[Begin Source records]

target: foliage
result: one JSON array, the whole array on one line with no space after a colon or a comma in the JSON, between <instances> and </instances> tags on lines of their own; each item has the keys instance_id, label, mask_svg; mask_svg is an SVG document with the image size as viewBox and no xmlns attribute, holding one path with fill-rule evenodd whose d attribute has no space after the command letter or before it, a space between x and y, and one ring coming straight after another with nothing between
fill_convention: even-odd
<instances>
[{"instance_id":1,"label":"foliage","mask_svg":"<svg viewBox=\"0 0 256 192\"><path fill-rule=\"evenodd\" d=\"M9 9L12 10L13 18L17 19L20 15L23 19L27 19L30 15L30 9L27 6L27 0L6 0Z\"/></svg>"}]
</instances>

[End Source records]

### Work to be completed
Rewrite every line of the listing above, putting "list" wherever "array" appears and leaving everything else unchanged.

### Problem solution
target: foliage
result: one JSON list, the whole list on one line with no space after a colon or a comma in the JSON, between <instances> and </instances> tags on lines of their own; each item has the keys instance_id, label, mask_svg; mask_svg is an SVG document with the image size as viewBox and no xmlns attribute, holding one path with fill-rule evenodd whose d attribute has no space after the command letter or before it, a space between x and y, and one ring coming straight after another with nothing between
fill_convention: even-odd
<instances>
[{"instance_id":1,"label":"foliage","mask_svg":"<svg viewBox=\"0 0 256 192\"><path fill-rule=\"evenodd\" d=\"M9 9L12 10L13 18L17 19L20 15L23 19L27 19L30 15L30 9L27 6L27 0L6 0Z\"/></svg>"}]
</instances>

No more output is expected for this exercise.